● Work order
With the pictures left out, retype exactly the lines below starting at the line that contains "point(160, 118)" and ending at the line that contains "Target: pale green leaf underside".

+++ Data extract

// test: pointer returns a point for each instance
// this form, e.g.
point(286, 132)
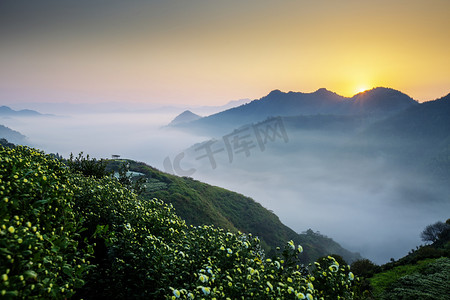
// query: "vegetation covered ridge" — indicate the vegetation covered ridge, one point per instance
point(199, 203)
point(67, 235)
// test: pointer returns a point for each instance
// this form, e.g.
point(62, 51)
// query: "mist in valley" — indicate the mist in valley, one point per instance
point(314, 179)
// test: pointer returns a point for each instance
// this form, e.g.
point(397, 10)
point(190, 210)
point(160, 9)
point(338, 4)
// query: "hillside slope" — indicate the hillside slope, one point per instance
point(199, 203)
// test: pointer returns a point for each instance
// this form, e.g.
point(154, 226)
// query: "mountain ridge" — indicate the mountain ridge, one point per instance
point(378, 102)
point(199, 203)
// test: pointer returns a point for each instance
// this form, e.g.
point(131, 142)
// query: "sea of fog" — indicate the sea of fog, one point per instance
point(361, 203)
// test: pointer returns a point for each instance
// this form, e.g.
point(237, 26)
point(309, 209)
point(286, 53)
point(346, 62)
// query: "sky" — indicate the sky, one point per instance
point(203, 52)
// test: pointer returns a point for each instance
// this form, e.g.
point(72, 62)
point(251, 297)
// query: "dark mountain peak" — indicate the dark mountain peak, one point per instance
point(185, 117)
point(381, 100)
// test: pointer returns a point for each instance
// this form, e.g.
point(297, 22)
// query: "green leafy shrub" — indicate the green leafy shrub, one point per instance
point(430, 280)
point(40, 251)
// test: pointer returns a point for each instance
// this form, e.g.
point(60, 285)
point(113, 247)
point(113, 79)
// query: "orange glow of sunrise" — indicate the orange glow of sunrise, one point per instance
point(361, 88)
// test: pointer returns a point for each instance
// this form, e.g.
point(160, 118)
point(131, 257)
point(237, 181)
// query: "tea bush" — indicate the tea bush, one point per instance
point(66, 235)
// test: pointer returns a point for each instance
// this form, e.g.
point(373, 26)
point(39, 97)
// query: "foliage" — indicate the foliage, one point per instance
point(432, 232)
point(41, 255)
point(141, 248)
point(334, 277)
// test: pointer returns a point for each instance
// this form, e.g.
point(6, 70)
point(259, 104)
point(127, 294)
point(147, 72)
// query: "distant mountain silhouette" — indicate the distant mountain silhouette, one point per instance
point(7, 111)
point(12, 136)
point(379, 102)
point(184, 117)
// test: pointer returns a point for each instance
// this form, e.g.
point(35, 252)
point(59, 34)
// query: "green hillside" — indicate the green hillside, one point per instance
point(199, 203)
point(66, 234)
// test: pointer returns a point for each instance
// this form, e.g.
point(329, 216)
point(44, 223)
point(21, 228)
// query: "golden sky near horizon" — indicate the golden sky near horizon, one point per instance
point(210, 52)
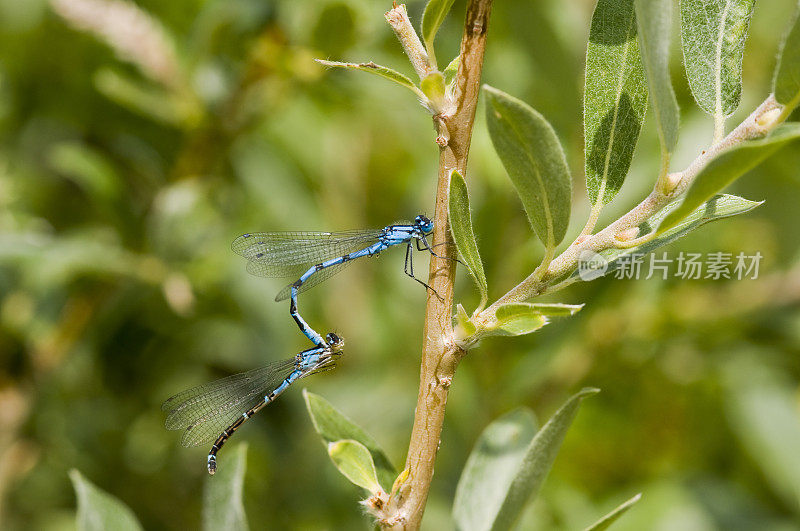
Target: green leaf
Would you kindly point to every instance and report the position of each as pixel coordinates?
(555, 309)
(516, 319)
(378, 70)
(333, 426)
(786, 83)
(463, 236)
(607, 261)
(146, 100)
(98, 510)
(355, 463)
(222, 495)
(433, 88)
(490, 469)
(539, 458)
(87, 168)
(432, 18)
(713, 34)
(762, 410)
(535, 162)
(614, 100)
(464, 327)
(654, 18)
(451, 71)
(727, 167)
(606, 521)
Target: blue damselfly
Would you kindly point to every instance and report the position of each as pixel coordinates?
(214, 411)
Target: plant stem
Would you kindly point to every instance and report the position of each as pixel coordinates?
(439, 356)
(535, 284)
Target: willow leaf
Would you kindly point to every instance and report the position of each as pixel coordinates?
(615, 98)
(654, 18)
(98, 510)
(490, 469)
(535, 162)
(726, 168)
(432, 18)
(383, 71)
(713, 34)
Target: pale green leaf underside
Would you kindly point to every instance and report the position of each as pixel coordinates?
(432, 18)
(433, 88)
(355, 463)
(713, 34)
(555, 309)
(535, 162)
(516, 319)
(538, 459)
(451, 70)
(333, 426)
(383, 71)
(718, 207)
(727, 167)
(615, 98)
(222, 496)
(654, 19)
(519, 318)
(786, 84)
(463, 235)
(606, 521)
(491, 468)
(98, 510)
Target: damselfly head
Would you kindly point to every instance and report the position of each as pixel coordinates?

++++++
+++ Data extract

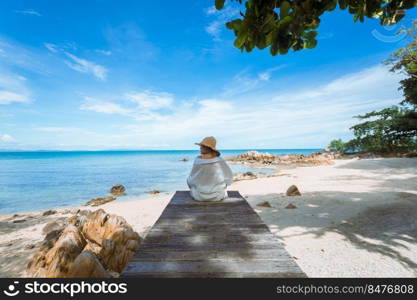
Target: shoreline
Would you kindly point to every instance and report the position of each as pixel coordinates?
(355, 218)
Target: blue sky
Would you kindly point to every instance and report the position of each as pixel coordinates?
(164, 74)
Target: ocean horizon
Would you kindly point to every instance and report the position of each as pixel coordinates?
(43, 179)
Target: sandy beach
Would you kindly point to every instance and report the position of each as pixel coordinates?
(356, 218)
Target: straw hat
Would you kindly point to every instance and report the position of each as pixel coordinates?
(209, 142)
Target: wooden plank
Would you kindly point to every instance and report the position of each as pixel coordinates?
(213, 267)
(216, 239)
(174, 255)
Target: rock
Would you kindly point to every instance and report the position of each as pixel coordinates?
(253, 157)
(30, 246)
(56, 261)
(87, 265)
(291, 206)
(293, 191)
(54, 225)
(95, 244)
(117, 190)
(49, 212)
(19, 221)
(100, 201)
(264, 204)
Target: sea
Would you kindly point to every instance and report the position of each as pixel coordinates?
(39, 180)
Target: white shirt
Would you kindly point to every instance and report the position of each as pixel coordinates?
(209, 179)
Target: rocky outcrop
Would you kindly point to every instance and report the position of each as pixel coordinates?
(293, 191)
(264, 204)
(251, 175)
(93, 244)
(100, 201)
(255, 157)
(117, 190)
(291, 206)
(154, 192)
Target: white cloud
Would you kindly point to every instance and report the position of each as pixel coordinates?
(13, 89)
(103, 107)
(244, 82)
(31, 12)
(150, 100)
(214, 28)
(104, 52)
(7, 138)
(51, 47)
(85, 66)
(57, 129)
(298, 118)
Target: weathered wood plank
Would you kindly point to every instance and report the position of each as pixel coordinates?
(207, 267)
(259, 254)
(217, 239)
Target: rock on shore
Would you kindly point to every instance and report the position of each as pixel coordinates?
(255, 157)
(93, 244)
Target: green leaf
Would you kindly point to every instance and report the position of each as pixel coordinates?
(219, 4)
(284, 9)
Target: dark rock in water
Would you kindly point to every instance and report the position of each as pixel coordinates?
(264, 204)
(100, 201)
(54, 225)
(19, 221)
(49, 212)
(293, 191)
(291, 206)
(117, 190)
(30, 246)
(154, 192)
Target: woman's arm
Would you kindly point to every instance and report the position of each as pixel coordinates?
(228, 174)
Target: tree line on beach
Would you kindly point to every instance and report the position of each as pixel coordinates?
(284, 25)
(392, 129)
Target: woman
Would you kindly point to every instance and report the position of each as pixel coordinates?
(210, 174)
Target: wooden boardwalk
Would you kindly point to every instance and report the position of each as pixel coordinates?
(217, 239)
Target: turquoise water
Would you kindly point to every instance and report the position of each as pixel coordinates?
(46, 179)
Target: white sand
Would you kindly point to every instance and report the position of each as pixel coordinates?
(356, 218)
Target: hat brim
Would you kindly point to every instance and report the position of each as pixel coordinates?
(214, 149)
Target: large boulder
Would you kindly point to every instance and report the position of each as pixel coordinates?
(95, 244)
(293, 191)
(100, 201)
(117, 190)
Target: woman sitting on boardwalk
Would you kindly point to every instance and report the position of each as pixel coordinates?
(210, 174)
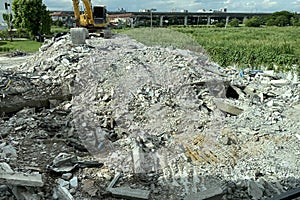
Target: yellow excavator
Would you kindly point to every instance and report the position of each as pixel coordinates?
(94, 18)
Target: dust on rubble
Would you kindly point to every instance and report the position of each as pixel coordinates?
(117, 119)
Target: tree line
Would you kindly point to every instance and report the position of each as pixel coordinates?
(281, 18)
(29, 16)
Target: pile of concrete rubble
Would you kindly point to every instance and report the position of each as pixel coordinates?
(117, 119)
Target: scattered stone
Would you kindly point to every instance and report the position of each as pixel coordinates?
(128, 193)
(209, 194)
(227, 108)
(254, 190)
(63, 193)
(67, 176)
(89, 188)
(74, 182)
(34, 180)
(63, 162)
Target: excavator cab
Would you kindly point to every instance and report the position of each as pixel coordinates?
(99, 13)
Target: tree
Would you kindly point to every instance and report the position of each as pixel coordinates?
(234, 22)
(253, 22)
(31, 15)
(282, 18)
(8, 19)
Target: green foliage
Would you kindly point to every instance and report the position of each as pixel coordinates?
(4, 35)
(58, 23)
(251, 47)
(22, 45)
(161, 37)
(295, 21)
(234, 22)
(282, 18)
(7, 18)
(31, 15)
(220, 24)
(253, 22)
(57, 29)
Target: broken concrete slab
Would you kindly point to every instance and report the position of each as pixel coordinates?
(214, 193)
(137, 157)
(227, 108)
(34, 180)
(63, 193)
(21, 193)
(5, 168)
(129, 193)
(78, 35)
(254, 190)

++++++

● Answer below
point(160, 118)
point(131, 257)
point(237, 181)
// query: "tea bush" — indicate the tea bush, one point per instance
point(66, 235)
// test: pointer returns a point for each instance
// this form, e.g.
point(373, 26)
point(39, 97)
// query: "foliage" — indicate the foliage, one point per instance
point(432, 232)
point(41, 255)
point(141, 248)
point(334, 277)
// test: pointer returns a point for each instance
// this form, e.g.
point(6, 70)
point(259, 104)
point(127, 294)
point(147, 72)
// query: "distant mountain silhouette" — indicate the distant mountain silhouette, one point per instance
point(7, 111)
point(12, 136)
point(379, 102)
point(184, 117)
// test: pointer returns a point for each instance
// this form, e.g.
point(35, 252)
point(59, 34)
// query: "green hillside" — indicate the green hillside, one point per instance
point(199, 203)
point(66, 234)
// test: pointer returns a point for each instance
// this form, e.g.
point(329, 216)
point(44, 223)
point(21, 228)
// query: "golden sky near horizon" — indicate the golden sky near horizon, one point per instance
point(210, 52)
Target: green leaf
Would you kindly point to every instance and report the position of each as pixel coordinates?
(555, 309)
(516, 319)
(378, 70)
(333, 426)
(786, 83)
(463, 236)
(607, 261)
(146, 100)
(98, 510)
(355, 463)
(222, 495)
(433, 88)
(490, 469)
(539, 458)
(87, 168)
(432, 18)
(713, 34)
(762, 410)
(535, 162)
(614, 100)
(464, 327)
(654, 18)
(451, 71)
(727, 167)
(606, 521)
Target: blue damselfly
Would you kindly point to every instance and report the position of each as pixel coordinates?
(214, 411)
Target: plant stem
Would you kindly point to every instance and report the position of each as pixel coordinates?
(439, 356)
(535, 284)
Target: willow leaf
Would you kindly point to every instance and report the position of each as pixel coordinates?
(615, 98)
(654, 18)
(98, 510)
(490, 469)
(535, 162)
(726, 168)
(432, 18)
(383, 71)
(713, 34)
Target: pale green leaf underside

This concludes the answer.